(Text segment)
(begin)

Our plans have now been finalized. Flying with airmiles and was happy to get WestJet this time. Flying Moncton-toronto-orlando.  May 9-18. Staying @ Caribbean Beach Resort (it's a surprise for my wife, she thinks we're staying at POP). Celebrating our 25th wedding anniversary !


----------



## DVCALMA

3 weeks from today we are on the way to Hawaii for some vacation and a convention being held at Aulani. 15 nights in total and 8 at Aulani. We stayed at Aulani 3 years ago in 1 bedroom using DVC. It was very nice. Aulani has the nicest BBQs I have ever seen. Never thought I would ever BBQ in Hawaii. This time it is DVC studio for 4 nights and a regular hotel room for 4 nights during the convention. Looking forward to it. Only been to Hawaii once before. It is very nice with great weather and Aulani is a beautiful place to stay. Group includes wife, both daughters, son in law and grandson, will be 4 months old then. Daughter got engaged at Aulani the previous trip.
      Will be going to WDW in March. Looking forward to getting another annual pass. Twelve night trip with 7 nights in studios using DVC at Old key West and Bay Lake Towers. Love OKW but thought we would do something a little different this time so BLT for 3 nights. Takes too many points but lets give it a try. Then attending convention at Coronodo Springs for 5 nights. The 2 trips combined add up to 4 weeks. That is 4 weeks out of winter. Sounds lovely. 
     By the way, if you do not follow Davids DVC rentals you might consider it. They rent point out to people. I think the normal price is $14 per point but a couple of days ago they had 250 point to rent out for $9. They had to be used in January though. That meant a night at OKW that takes 10 points was $90 U.S.. Pretty good deal if you could make it work for you.   I hope you all have plans and if you do I hope you have a good time. All the best in 2017


----------



## Mel138

First time for me and my husband. We'll be driving down with my parents from NB (planning to drive about 8 hours a day for 3 days). My parents have been once, back in the 70's so lots has changed. We're really looking forward to it!


----------



## DVCALMA

Mel138 said:


> First time for me and my husband. We'll be driving down with my parents from NB (planning to drive about 8 hours a day for 3 days). My parents have been once, back in the 70's so lots has changed. We're really looking forward to it!


Hello, I have not driven down in a very long time but are you sure you can make it in 24 hours of driving.

(end)

Entries drawn from a collection:
(begin)

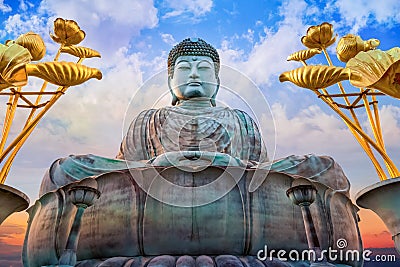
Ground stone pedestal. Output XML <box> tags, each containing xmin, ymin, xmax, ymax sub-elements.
<box><xmin>23</xmin><ymin>166</ymin><xmax>362</xmax><ymax>267</ymax></box>
<box><xmin>356</xmin><ymin>177</ymin><xmax>400</xmax><ymax>252</ymax></box>
<box><xmin>0</xmin><ymin>184</ymin><xmax>29</xmax><ymax>224</ymax></box>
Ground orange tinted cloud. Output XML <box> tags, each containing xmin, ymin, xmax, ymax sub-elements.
<box><xmin>358</xmin><ymin>209</ymin><xmax>394</xmax><ymax>248</ymax></box>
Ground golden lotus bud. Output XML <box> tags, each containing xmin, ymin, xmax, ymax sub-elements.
<box><xmin>346</xmin><ymin>47</ymin><xmax>400</xmax><ymax>98</ymax></box>
<box><xmin>15</xmin><ymin>32</ymin><xmax>46</xmax><ymax>61</ymax></box>
<box><xmin>287</xmin><ymin>48</ymin><xmax>321</xmax><ymax>61</ymax></box>
<box><xmin>50</xmin><ymin>18</ymin><xmax>86</xmax><ymax>45</ymax></box>
<box><xmin>61</xmin><ymin>46</ymin><xmax>101</xmax><ymax>58</ymax></box>
<box><xmin>0</xmin><ymin>44</ymin><xmax>31</xmax><ymax>90</ymax></box>
<box><xmin>279</xmin><ymin>66</ymin><xmax>350</xmax><ymax>90</ymax></box>
<box><xmin>336</xmin><ymin>34</ymin><xmax>380</xmax><ymax>62</ymax></box>
<box><xmin>301</xmin><ymin>22</ymin><xmax>336</xmax><ymax>49</ymax></box>
<box><xmin>26</xmin><ymin>61</ymin><xmax>102</xmax><ymax>86</ymax></box>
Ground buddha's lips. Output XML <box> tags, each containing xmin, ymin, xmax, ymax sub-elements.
<box><xmin>188</xmin><ymin>82</ymin><xmax>202</xmax><ymax>86</ymax></box>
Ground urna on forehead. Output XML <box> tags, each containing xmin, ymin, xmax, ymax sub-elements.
<box><xmin>168</xmin><ymin>38</ymin><xmax>220</xmax><ymax>77</ymax></box>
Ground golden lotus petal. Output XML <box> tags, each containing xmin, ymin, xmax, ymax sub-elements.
<box><xmin>50</xmin><ymin>18</ymin><xmax>86</xmax><ymax>45</ymax></box>
<box><xmin>279</xmin><ymin>66</ymin><xmax>350</xmax><ymax>90</ymax></box>
<box><xmin>336</xmin><ymin>34</ymin><xmax>380</xmax><ymax>62</ymax></box>
<box><xmin>61</xmin><ymin>46</ymin><xmax>101</xmax><ymax>58</ymax></box>
<box><xmin>15</xmin><ymin>32</ymin><xmax>46</xmax><ymax>60</ymax></box>
<box><xmin>0</xmin><ymin>43</ymin><xmax>31</xmax><ymax>90</ymax></box>
<box><xmin>26</xmin><ymin>61</ymin><xmax>102</xmax><ymax>86</ymax></box>
<box><xmin>301</xmin><ymin>22</ymin><xmax>336</xmax><ymax>49</ymax></box>
<box><xmin>346</xmin><ymin>47</ymin><xmax>400</xmax><ymax>98</ymax></box>
<box><xmin>287</xmin><ymin>48</ymin><xmax>321</xmax><ymax>61</ymax></box>
<box><xmin>319</xmin><ymin>22</ymin><xmax>334</xmax><ymax>44</ymax></box>
<box><xmin>386</xmin><ymin>47</ymin><xmax>400</xmax><ymax>61</ymax></box>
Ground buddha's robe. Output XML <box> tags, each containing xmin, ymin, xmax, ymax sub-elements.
<box><xmin>117</xmin><ymin>106</ymin><xmax>266</xmax><ymax>162</ymax></box>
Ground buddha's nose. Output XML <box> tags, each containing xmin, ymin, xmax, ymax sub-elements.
<box><xmin>189</xmin><ymin>68</ymin><xmax>200</xmax><ymax>79</ymax></box>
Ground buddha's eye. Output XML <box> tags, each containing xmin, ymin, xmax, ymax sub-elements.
<box><xmin>197</xmin><ymin>62</ymin><xmax>211</xmax><ymax>70</ymax></box>
<box><xmin>177</xmin><ymin>63</ymin><xmax>190</xmax><ymax>70</ymax></box>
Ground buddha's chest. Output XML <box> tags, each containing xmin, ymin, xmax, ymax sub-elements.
<box><xmin>158</xmin><ymin>110</ymin><xmax>238</xmax><ymax>152</ymax></box>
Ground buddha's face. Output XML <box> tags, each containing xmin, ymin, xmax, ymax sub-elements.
<box><xmin>170</xmin><ymin>56</ymin><xmax>218</xmax><ymax>100</ymax></box>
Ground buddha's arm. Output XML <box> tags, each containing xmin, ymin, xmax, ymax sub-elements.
<box><xmin>117</xmin><ymin>109</ymin><xmax>155</xmax><ymax>161</ymax></box>
<box><xmin>235</xmin><ymin>109</ymin><xmax>267</xmax><ymax>162</ymax></box>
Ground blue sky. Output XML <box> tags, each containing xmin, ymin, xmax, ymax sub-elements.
<box><xmin>0</xmin><ymin>0</ymin><xmax>400</xmax><ymax>266</ymax></box>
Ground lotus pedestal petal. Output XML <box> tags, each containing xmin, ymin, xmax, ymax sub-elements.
<box><xmin>356</xmin><ymin>177</ymin><xmax>400</xmax><ymax>252</ymax></box>
<box><xmin>0</xmin><ymin>184</ymin><xmax>29</xmax><ymax>224</ymax></box>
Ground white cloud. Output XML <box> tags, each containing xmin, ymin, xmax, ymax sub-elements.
<box><xmin>220</xmin><ymin>0</ymin><xmax>307</xmax><ymax>85</ymax></box>
<box><xmin>161</xmin><ymin>33</ymin><xmax>176</xmax><ymax>46</ymax></box>
<box><xmin>334</xmin><ymin>0</ymin><xmax>400</xmax><ymax>33</ymax></box>
<box><xmin>163</xmin><ymin>0</ymin><xmax>213</xmax><ymax>19</ymax></box>
<box><xmin>40</xmin><ymin>0</ymin><xmax>158</xmax><ymax>57</ymax></box>
<box><xmin>0</xmin><ymin>0</ymin><xmax>12</xmax><ymax>13</ymax></box>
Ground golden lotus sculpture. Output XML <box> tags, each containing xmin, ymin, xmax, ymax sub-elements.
<box><xmin>301</xmin><ymin>22</ymin><xmax>336</xmax><ymax>49</ymax></box>
<box><xmin>0</xmin><ymin>18</ymin><xmax>102</xmax><ymax>187</ymax></box>
<box><xmin>279</xmin><ymin>22</ymin><xmax>400</xmax><ymax>180</ymax></box>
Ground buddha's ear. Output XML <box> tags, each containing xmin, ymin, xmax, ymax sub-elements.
<box><xmin>210</xmin><ymin>77</ymin><xmax>220</xmax><ymax>107</ymax></box>
<box><xmin>168</xmin><ymin>75</ymin><xmax>179</xmax><ymax>106</ymax></box>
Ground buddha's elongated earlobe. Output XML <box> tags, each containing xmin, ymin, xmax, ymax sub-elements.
<box><xmin>210</xmin><ymin>77</ymin><xmax>220</xmax><ymax>107</ymax></box>
<box><xmin>168</xmin><ymin>76</ymin><xmax>179</xmax><ymax>106</ymax></box>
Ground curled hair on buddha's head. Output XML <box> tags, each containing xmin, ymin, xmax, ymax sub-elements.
<box><xmin>168</xmin><ymin>38</ymin><xmax>219</xmax><ymax>78</ymax></box>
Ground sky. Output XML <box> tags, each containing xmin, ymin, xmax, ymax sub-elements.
<box><xmin>0</xmin><ymin>0</ymin><xmax>400</xmax><ymax>266</ymax></box>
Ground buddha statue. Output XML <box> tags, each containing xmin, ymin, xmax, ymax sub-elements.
<box><xmin>23</xmin><ymin>39</ymin><xmax>362</xmax><ymax>267</ymax></box>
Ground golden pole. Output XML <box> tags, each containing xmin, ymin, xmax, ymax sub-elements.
<box><xmin>0</xmin><ymin>86</ymin><xmax>68</xmax><ymax>184</ymax></box>
<box><xmin>0</xmin><ymin>87</ymin><xmax>21</xmax><ymax>152</ymax></box>
<box><xmin>0</xmin><ymin>58</ymin><xmax>84</xmax><ymax>184</ymax></box>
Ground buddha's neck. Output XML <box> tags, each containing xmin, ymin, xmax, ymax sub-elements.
<box><xmin>178</xmin><ymin>98</ymin><xmax>212</xmax><ymax>109</ymax></box>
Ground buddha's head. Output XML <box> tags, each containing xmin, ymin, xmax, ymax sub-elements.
<box><xmin>168</xmin><ymin>38</ymin><xmax>219</xmax><ymax>106</ymax></box>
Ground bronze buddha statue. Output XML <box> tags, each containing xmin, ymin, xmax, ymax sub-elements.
<box><xmin>23</xmin><ymin>39</ymin><xmax>362</xmax><ymax>267</ymax></box>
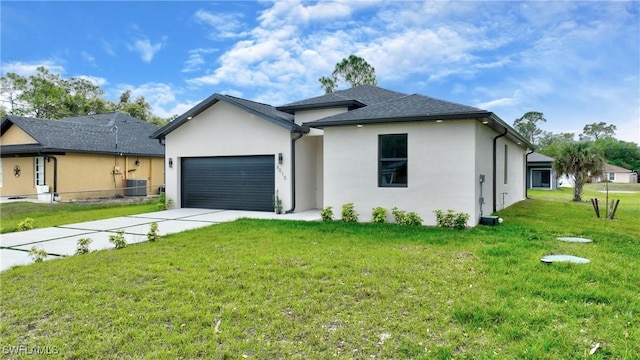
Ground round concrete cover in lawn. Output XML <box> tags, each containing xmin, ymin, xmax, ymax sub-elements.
<box><xmin>558</xmin><ymin>237</ymin><xmax>593</xmax><ymax>242</ymax></box>
<box><xmin>540</xmin><ymin>255</ymin><xmax>591</xmax><ymax>264</ymax></box>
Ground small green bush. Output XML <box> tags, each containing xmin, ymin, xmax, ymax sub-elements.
<box><xmin>29</xmin><ymin>245</ymin><xmax>49</xmax><ymax>262</ymax></box>
<box><xmin>371</xmin><ymin>206</ymin><xmax>387</xmax><ymax>224</ymax></box>
<box><xmin>434</xmin><ymin>210</ymin><xmax>470</xmax><ymax>230</ymax></box>
<box><xmin>391</xmin><ymin>206</ymin><xmax>406</xmax><ymax>224</ymax></box>
<box><xmin>109</xmin><ymin>230</ymin><xmax>128</xmax><ymax>249</ymax></box>
<box><xmin>158</xmin><ymin>191</ymin><xmax>173</xmax><ymax>210</ymax></box>
<box><xmin>342</xmin><ymin>203</ymin><xmax>358</xmax><ymax>223</ymax></box>
<box><xmin>320</xmin><ymin>206</ymin><xmax>333</xmax><ymax>221</ymax></box>
<box><xmin>391</xmin><ymin>207</ymin><xmax>423</xmax><ymax>226</ymax></box>
<box><xmin>147</xmin><ymin>221</ymin><xmax>160</xmax><ymax>242</ymax></box>
<box><xmin>76</xmin><ymin>238</ymin><xmax>92</xmax><ymax>255</ymax></box>
<box><xmin>18</xmin><ymin>218</ymin><xmax>33</xmax><ymax>231</ymax></box>
<box><xmin>402</xmin><ymin>211</ymin><xmax>422</xmax><ymax>226</ymax></box>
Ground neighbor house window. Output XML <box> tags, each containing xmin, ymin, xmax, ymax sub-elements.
<box><xmin>378</xmin><ymin>134</ymin><xmax>407</xmax><ymax>187</ymax></box>
<box><xmin>504</xmin><ymin>145</ymin><xmax>509</xmax><ymax>185</ymax></box>
<box><xmin>35</xmin><ymin>156</ymin><xmax>45</xmax><ymax>185</ymax></box>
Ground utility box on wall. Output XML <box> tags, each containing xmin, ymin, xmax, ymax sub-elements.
<box><xmin>124</xmin><ymin>179</ymin><xmax>147</xmax><ymax>196</ymax></box>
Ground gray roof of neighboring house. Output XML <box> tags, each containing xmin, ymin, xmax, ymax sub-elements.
<box><xmin>0</xmin><ymin>112</ymin><xmax>164</xmax><ymax>157</ymax></box>
<box><xmin>527</xmin><ymin>153</ymin><xmax>554</xmax><ymax>163</ymax></box>
<box><xmin>305</xmin><ymin>94</ymin><xmax>491</xmax><ymax>128</ymax></box>
<box><xmin>151</xmin><ymin>94</ymin><xmax>308</xmax><ymax>139</ymax></box>
<box><xmin>277</xmin><ymin>85</ymin><xmax>407</xmax><ymax>113</ymax></box>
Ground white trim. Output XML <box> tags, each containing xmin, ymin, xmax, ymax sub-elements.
<box><xmin>529</xmin><ymin>168</ymin><xmax>553</xmax><ymax>189</ymax></box>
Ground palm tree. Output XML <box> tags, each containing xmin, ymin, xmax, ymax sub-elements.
<box><xmin>553</xmin><ymin>141</ymin><xmax>604</xmax><ymax>201</ymax></box>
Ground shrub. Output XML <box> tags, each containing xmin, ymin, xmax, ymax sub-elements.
<box><xmin>402</xmin><ymin>211</ymin><xmax>422</xmax><ymax>226</ymax></box>
<box><xmin>109</xmin><ymin>230</ymin><xmax>128</xmax><ymax>249</ymax></box>
<box><xmin>29</xmin><ymin>245</ymin><xmax>49</xmax><ymax>262</ymax></box>
<box><xmin>391</xmin><ymin>207</ymin><xmax>422</xmax><ymax>226</ymax></box>
<box><xmin>18</xmin><ymin>218</ymin><xmax>33</xmax><ymax>231</ymax></box>
<box><xmin>320</xmin><ymin>206</ymin><xmax>333</xmax><ymax>221</ymax></box>
<box><xmin>76</xmin><ymin>238</ymin><xmax>92</xmax><ymax>255</ymax></box>
<box><xmin>147</xmin><ymin>221</ymin><xmax>160</xmax><ymax>242</ymax></box>
<box><xmin>371</xmin><ymin>206</ymin><xmax>387</xmax><ymax>223</ymax></box>
<box><xmin>342</xmin><ymin>203</ymin><xmax>358</xmax><ymax>222</ymax></box>
<box><xmin>158</xmin><ymin>191</ymin><xmax>173</xmax><ymax>210</ymax></box>
<box><xmin>391</xmin><ymin>206</ymin><xmax>406</xmax><ymax>224</ymax></box>
<box><xmin>434</xmin><ymin>210</ymin><xmax>471</xmax><ymax>230</ymax></box>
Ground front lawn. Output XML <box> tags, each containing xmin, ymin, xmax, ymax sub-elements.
<box><xmin>0</xmin><ymin>192</ymin><xmax>640</xmax><ymax>359</ymax></box>
<box><xmin>0</xmin><ymin>200</ymin><xmax>158</xmax><ymax>234</ymax></box>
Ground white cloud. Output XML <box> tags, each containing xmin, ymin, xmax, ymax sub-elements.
<box><xmin>75</xmin><ymin>75</ymin><xmax>109</xmax><ymax>87</ymax></box>
<box><xmin>180</xmin><ymin>48</ymin><xmax>218</xmax><ymax>72</ymax></box>
<box><xmin>127</xmin><ymin>38</ymin><xmax>164</xmax><ymax>63</ymax></box>
<box><xmin>2</xmin><ymin>60</ymin><xmax>65</xmax><ymax>77</ymax></box>
<box><xmin>193</xmin><ymin>9</ymin><xmax>247</xmax><ymax>40</ymax></box>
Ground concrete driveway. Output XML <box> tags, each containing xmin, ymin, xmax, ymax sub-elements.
<box><xmin>0</xmin><ymin>209</ymin><xmax>320</xmax><ymax>271</ymax></box>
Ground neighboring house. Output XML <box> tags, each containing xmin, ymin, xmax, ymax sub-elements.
<box><xmin>593</xmin><ymin>164</ymin><xmax>638</xmax><ymax>184</ymax></box>
<box><xmin>153</xmin><ymin>85</ymin><xmax>533</xmax><ymax>226</ymax></box>
<box><xmin>527</xmin><ymin>153</ymin><xmax>558</xmax><ymax>190</ymax></box>
<box><xmin>0</xmin><ymin>112</ymin><xmax>164</xmax><ymax>201</ymax></box>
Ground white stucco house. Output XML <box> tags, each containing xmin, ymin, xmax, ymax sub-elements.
<box><xmin>593</xmin><ymin>164</ymin><xmax>638</xmax><ymax>184</ymax></box>
<box><xmin>152</xmin><ymin>85</ymin><xmax>533</xmax><ymax>226</ymax></box>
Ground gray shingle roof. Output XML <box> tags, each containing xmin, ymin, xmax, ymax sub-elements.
<box><xmin>1</xmin><ymin>112</ymin><xmax>164</xmax><ymax>157</ymax></box>
<box><xmin>151</xmin><ymin>94</ymin><xmax>300</xmax><ymax>139</ymax></box>
<box><xmin>277</xmin><ymin>85</ymin><xmax>407</xmax><ymax>112</ymax></box>
<box><xmin>305</xmin><ymin>94</ymin><xmax>491</xmax><ymax>128</ymax></box>
<box><xmin>527</xmin><ymin>153</ymin><xmax>553</xmax><ymax>163</ymax></box>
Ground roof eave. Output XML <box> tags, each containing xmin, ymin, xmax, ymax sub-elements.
<box><xmin>276</xmin><ymin>100</ymin><xmax>366</xmax><ymax>114</ymax></box>
<box><xmin>303</xmin><ymin>111</ymin><xmax>491</xmax><ymax>129</ymax></box>
<box><xmin>150</xmin><ymin>93</ymin><xmax>302</xmax><ymax>139</ymax></box>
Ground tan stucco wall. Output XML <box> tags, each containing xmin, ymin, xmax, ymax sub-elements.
<box><xmin>1</xmin><ymin>153</ymin><xmax>164</xmax><ymax>201</ymax></box>
<box><xmin>0</xmin><ymin>126</ymin><xmax>38</xmax><ymax>145</ymax></box>
<box><xmin>0</xmin><ymin>157</ymin><xmax>36</xmax><ymax>196</ymax></box>
<box><xmin>165</xmin><ymin>102</ymin><xmax>292</xmax><ymax>209</ymax></box>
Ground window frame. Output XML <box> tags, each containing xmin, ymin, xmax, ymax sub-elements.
<box><xmin>377</xmin><ymin>133</ymin><xmax>409</xmax><ymax>188</ymax></box>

(end)

(To do)
1) Based on the vacation-planning thread, mark each statement yes or no and quote the words that decide it: (a) The first poster's wife believes they are staying at POP. (b) DVCALMA's Aulani stay this time will be spent entirely in a DVC studio. (c) The 250 points offered by Davids DVC rentals for $9 had to be used in January.
2) Write the next part of the vacation-planning thread, picking up after its final post.
These records have no connection to the vacation-planning thread.

(Answers per task)
1)
(a) Yes: "she thinks we're staying at POP"
(b) No: "This time it is DVC studio for 4 nights and a regular hotel room for 4 nights during the convention."
(c) Yes: "They had to be used in January though."

2)
----------



## Mel138

DVCALMA said:


> Hello, I have not driven down in a very long time but are you sure you can make it in 24 hours of driving.


We should be able to. The amount of KM calculated to about 24 hours. I know traffic could be an issue but we are giving ourselves lots of time to get there and back so even if it takes a bit longer we should be good


----------



## SEVP

Hello fellow Atlantic Canadians!  Going on Disney Wonder EBPC in October!


----------



## Ted in Halifax

Not a bad fare if you don't mind connections ....  DELTA

Tue, Mar 28

12:40 PM – 1:30 PM  Halifax (YHZ) – Boston (BOS)

1h 50m Layover in Boston BOS3h 50m

5:20 PM – 8:29 PM Boston (BOS) – Atlanta (ATL) 3h 09m

Layover in Atlanta ATL37m

9:06 PM – 10:41 PM Atlanta (ATL) – Orlando, Florida (MCO)


Wed, Apr 5

7:20 AM – 8:58 AM Orlando, Florida (MCO) – Atlanta (ATL)

1h 38m Layover in Atlanta ATL2h 17m

11:15 AM – 1:50 PM Atlanta (ATL) – Boston (BOS)

2h 35m Layover in Boston BOS2h 45m

4:35 PM – 7:13 PM Boston (BOS) – Halifax (YHZ)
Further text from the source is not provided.